_Entries shown_:
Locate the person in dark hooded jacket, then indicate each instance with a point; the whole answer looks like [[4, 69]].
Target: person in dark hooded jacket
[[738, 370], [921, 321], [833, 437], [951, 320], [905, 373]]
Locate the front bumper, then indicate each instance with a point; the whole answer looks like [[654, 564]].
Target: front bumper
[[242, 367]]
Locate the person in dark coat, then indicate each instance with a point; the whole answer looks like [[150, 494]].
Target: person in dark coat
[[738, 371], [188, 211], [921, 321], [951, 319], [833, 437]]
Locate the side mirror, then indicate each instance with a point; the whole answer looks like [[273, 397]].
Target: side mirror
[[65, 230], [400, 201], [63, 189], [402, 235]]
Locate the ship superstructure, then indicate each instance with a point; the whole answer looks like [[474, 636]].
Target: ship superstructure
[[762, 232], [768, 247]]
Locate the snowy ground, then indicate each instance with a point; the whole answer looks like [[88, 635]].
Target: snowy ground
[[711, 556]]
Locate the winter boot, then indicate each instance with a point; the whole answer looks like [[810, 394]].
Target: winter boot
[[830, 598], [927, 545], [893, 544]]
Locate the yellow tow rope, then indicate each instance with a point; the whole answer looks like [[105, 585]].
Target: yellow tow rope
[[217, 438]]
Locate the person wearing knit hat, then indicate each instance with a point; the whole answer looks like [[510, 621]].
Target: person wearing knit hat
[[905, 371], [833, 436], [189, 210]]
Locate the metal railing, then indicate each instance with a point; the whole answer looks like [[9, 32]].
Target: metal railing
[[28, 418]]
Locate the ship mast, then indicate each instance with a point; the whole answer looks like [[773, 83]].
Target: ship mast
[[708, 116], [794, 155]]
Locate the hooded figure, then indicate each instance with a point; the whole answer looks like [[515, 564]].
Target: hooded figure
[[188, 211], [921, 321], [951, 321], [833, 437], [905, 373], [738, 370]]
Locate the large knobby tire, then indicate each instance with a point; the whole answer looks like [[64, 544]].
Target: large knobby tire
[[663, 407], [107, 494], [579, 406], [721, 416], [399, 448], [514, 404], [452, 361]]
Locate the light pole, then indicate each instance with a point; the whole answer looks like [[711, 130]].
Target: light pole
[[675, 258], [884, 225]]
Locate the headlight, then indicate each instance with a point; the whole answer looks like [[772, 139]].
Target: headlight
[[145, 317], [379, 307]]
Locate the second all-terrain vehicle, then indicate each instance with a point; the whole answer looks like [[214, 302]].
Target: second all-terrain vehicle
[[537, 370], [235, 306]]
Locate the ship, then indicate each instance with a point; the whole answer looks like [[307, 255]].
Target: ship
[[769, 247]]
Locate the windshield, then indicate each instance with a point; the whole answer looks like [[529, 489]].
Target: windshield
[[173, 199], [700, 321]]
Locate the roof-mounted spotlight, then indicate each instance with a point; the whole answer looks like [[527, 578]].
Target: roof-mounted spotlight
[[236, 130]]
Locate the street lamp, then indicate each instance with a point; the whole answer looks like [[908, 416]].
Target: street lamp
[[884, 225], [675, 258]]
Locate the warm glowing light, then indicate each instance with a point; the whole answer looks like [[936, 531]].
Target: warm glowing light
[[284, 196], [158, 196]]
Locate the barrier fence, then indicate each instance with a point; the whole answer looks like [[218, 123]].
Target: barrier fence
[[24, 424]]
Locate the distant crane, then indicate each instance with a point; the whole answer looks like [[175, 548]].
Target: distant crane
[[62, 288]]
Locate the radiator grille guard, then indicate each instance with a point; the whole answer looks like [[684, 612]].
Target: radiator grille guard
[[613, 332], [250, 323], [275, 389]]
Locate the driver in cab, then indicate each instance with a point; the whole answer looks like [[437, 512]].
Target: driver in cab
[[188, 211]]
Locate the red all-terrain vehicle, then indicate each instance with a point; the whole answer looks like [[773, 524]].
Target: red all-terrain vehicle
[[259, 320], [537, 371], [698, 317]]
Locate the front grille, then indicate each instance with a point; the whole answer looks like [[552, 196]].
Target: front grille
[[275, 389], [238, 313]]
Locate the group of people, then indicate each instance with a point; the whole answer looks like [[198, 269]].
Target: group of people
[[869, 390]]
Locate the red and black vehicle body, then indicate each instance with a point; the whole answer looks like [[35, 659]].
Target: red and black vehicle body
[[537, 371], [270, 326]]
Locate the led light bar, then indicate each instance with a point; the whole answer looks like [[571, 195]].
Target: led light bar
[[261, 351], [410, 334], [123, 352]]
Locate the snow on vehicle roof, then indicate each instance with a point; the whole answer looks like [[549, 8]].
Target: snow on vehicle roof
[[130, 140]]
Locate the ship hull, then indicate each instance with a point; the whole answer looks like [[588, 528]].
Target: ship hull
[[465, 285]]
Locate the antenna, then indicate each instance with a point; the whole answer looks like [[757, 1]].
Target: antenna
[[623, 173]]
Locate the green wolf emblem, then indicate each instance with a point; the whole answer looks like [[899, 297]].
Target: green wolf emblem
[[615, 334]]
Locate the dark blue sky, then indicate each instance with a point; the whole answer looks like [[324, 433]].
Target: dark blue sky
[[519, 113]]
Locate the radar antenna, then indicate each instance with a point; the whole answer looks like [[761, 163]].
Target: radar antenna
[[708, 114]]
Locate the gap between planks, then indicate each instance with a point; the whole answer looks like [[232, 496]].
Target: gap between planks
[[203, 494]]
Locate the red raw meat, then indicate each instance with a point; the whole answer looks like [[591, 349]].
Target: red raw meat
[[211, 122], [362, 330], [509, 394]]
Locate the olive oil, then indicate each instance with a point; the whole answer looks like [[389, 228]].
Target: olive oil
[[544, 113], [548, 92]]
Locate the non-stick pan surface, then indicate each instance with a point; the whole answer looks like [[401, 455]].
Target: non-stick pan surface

_The exercise_: Each line above must be printed exactly as it appears.

_Exercise response_:
Locate the person in dark hooded jacket, then indicate each instance with a point; the whole answer looks like [[4, 69]].
Target: person in dark hooded jacket
[[738, 370], [921, 321], [833, 437], [951, 320], [905, 373]]
Locate the front bumper, then indicate each instance with a point; the whole answer looks like [[654, 564]].
Target: front bumper
[[242, 367]]
Locate the person in dark coat, then indicate each instance with a point; the whole answer looks like [[150, 494]].
Target: person in dark coat
[[738, 371], [188, 211], [921, 321], [951, 319], [833, 437]]
Locate the side mirror, then indicate each instance with a point; the whole answer looks like [[273, 397]].
Target: side mirror
[[65, 230], [400, 201], [63, 189], [402, 235]]
Locate the ship superstructure, then indicate each instance with a point; the whole answer looks like [[474, 636]].
Target: ship superstructure
[[762, 232], [768, 247]]
Locate the snowy ground, then indicate each instance with a point; the whole answer looks like [[88, 635]].
Target: snowy ground
[[711, 556]]
Locate the winter boot, then indicate each instance with a point; the whole answer looks like [[810, 394]].
Target: winter boot
[[830, 598], [927, 545], [893, 544]]
Locate the yellow tow rope, then indicate each instance with a point; the whole answer looks like [[105, 585]].
Target: yellow tow rope
[[217, 438]]
Locate the person wearing knit hat, then indicate each instance with a point; the whole answer looks like [[510, 621]].
Target: person wearing knit hat
[[905, 371], [833, 436], [189, 210]]
Locate the metal railing, then indicate each instance with a point; the whole answer looks like [[9, 32]].
Target: metal railing
[[28, 418]]
Locate the ship mast, then indicate each instance with a point; the whole answer looks like [[773, 83]].
Target: ship mast
[[708, 116], [794, 155]]
Locate the hooded figure, then indicate each instance with a point; the whole answer looks like [[515, 564]].
Target: hooded figure
[[188, 211], [921, 321], [951, 321], [833, 437], [905, 373], [738, 370]]
Locate the large knobby tire, then indicate each instance with a point; the whole answer looks like [[64, 544]].
Target: large knobby tire
[[663, 407], [107, 494], [579, 406], [721, 416], [399, 448], [514, 404], [452, 361]]
Locate the light pole, then indicate each instance with a point; the whole answer looks like [[711, 130]].
Target: light pole
[[675, 258], [884, 225]]
Locate the headlight, then indicate each instance with a point; the whole answer looks like [[772, 139]].
Target: headlight
[[145, 317], [379, 307]]
Locate the second all-terrain vehicle, then indicate each instance with a point; the whole answer looks like [[214, 302]].
Target: second all-terrain vehicle
[[537, 370], [235, 306]]
Locate the ship, then indicate each instance with a point; the whole answer looks like [[307, 255]].
Target: ship
[[769, 247]]
Locate the windshield, then indicate each instance with a point; the whole answer looks like [[529, 489]].
Target: windshield
[[173, 199], [700, 321]]
Locate the roof-mounted spotlight, then indicate each instance with a point; the whole answer looks like [[527, 578]].
Target: roof-mounted spotlight
[[236, 130]]
Locate the street lamp, then indicate each instance with a point; the whole answer looks like [[908, 416]].
Target: street lamp
[[884, 225], [675, 258]]
Locate the warm glowing light, then indicate each instance with a point; the whole answer looks like [[936, 531]].
Target: warm glowing light
[[284, 196], [158, 196]]
Locate the barrier fence, then indicate each instance with a point; the whole answer looks like [[218, 123]].
Target: barrier fence
[[24, 424]]
Locate the distant crane, then indicate each instance with a point; the whole answer looks like [[175, 548]].
Target: distant crane
[[62, 288]]
Locate the radiator grille guard, then indicate each instance with a point; the whole answer looks like [[684, 612]].
Target: radiator grille guard
[[613, 332], [250, 323], [275, 389]]
Locate the driver in cab, then indicate each instance with a point; the whole answer looks like [[437, 512]].
Target: driver in cab
[[188, 211]]
Locate the red all-terrain vehicle, then indicate each instance with a point; the whole answer looks like [[773, 524]].
Target: red all-terrain vehicle
[[259, 320], [537, 371], [698, 317]]
Locate the front grille, then indicate each instance with a point; the whole answer looks like [[552, 196]].
Target: front grille
[[275, 389], [238, 313]]
Locate the group of people, then indicate each instance with a point; the whole answer looks like [[198, 269]].
Target: group of people
[[869, 390]]
Locate the red and black vehicle body, then indicate each instance with a point; the whole answer looks like [[35, 659]].
Target: red and black vehicle body
[[537, 371], [270, 326]]
Locate the led light bar, then indicate each instance with a point; the whole answer looks like [[571, 195]].
Target: led light bar
[[261, 351], [410, 334], [123, 352]]
Locate the snow on vehicle roof, then indicate each instance with a point; the whole answer looks like [[549, 8]].
Target: snow on vehicle roof
[[130, 140]]
Locate the ship hull, then indicate each instance with a point; the whole answer looks like [[588, 528]].
Target: ship hull
[[465, 285]]
Locate the antenna, then indicate each instance with a point; the whole answer looks like [[757, 1]].
Target: antenna
[[623, 173]]
Locate the green wolf emblem, then indicate each instance with a point; the whole answer looks like [[899, 297]].
Target: green wolf emblem
[[615, 334]]
Locate the dark blue sky, then indicate each instance with a point; the whole answer looks like [[324, 433]].
Target: dark blue sky
[[519, 113]]
Locate the radar antenna, then indicate each instance with a point; the whole answer looks like [[761, 163]].
Target: radar antenna
[[708, 114]]
Locate the gap between planks, then indicate each instance with a point; the whole answer looks like [[232, 496]].
Target: gap between planks
[[203, 494]]
Locate the red raw meat, then indicate each instance with a point; the whole answer looks like [[591, 349]].
Target: red raw meat
[[211, 122], [362, 330], [509, 394]]
Locate the olive oil, then indicate each instance with a point; the whole answer looks like [[389, 228]].
Target: olive oil
[[544, 113], [548, 92]]
Locate the non-stick pan surface, then indicate each instance with a point; the whole answer looks like [[401, 455]].
Target: non-stick pan surface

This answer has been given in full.